### Passage for review
• • • •

What is APR and why does it matter?

APR (Annual Percentage Rate) is the fee-adjusted financial cost of a loan, including interest rate and fees expressed as an annual percentage. It provides a more accurate basis for comparing loans than the interest rate alone.

APR accounts for: Interest Rate + Fees + Other Costs

Why it matters: Two loans with the same interest rate may have different APRs due to fees. A lower APR means lower overall cost.

How is the average APR of existing debts calculated?

The calculator determines a blended APR representing the effective cost of all debts combined:

Blended APR = Total Interest Cost / Total Balance × 100

Example: Two debts totaling $17,500 with combined interest payments equals a specific blended APR representing your current debt burden.

What are consolidation fees?

Consolidation fees are upfront costs charged by the lender for processing the consolidation loan:

  • Origination Fees: 1-5% of loan amount, charged for processing
  • Points: 1 point = 1% of loan amount (optional)
  • Closing Costs: Application, appraisal, title, inspection fees

Impact: Fees reduce the net loan proceeds or are added to the loan balance, increasing total cost.

Should I consolidate if my APR is higher?

Generally no, but consider these scenarios:

  • Benefit: Simpler payments, better cash flow, reduced stress
  • Cost: Higher APR increases total interest paid
  • Consider: If consolidation improves your financial situation enough to justify higher costs

Recommendation: Only consolidate if APR is lower or the non-financial benefits significantly outweigh the cost.

• • • •

### Provided material
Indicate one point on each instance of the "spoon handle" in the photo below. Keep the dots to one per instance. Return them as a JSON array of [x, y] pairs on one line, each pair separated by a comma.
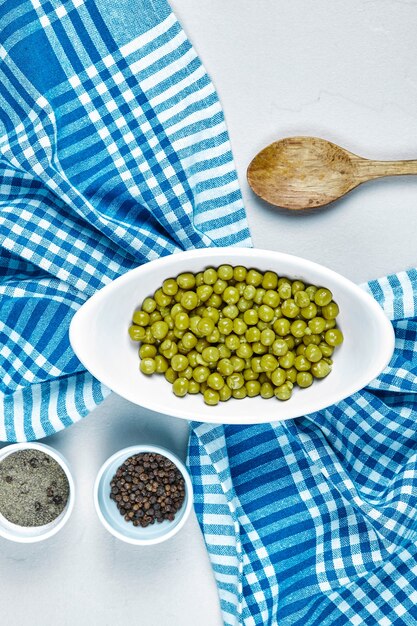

• • • •

### Activities
1. Answer these from the text on APR and debt consolidation:
(a) What three things does APR account for?
(b) What range of the loan amount do origination fees run?
(c) What total do the two debts in the blended APR example come to?
2. Write a continuation of the text on APR and debt consolidation, starting after its final recommendation.
The material has no connection to the text on APR and debt consolidation.

### Answers for this exercise
1.
(a) Interest rate, fees, and other costs.
(b) 1-5% of the loan amount.
(c) $17,500.

2.
Does debt consolidation hurt my credit?

Short-term: Yes, consolidation may temporarily lower your credit score due to:

  • Hard inquiry (5-10 point decrease)
  • New account (slightly lower average age)
  • Hard inquiries from multiple lenders if you shop around

Long-term: Credit typically improves as you:

  • Pay off debts (improves payment history)
  • Lower credit utilization ratio
  • Build good payment record on new loan
What types of debt can be consolidated?

Can be consolidated:

  • Credit card debt
  • Personal loans
  • Medical bills
  • Other unsecured debts

Specialized consolidation:

  • Federal student loans (Direct Consolidation Loan)
  • Mortgages (can't consolidate with other debts)

Note: Secured debts (mortgages, auto loans) typically aren't consolidated with unsecured debts.

What's the difference between consolidation and refinancing?

Debt Consolidation: Combines multiple different debts into one new loan

  • Multiple creditors become one
  • Simplifies payment management
  • Often used for credit cards, personal loans

Refinancing: Replaces an existing loan with new terms

  • Same debt, new loan terms
  • May lower interest rate or change loan term
  • Often used for mortgages, student loans
How much can consolidation save me?

Savings depend on several factors:

  • Interest Rate: Lower consolidation rate saves most
  • Loan Term: Shorter term increases savings, longer decreases
  • Fees: Reduce savings but often still worth it
  • Your Debts: Higher existing rates = more potential savings

Example: Consolidating $24,000 in high-rate credit card debt ($18.92% APR) into a 10.99% APR loan could save $5,000+ in interest.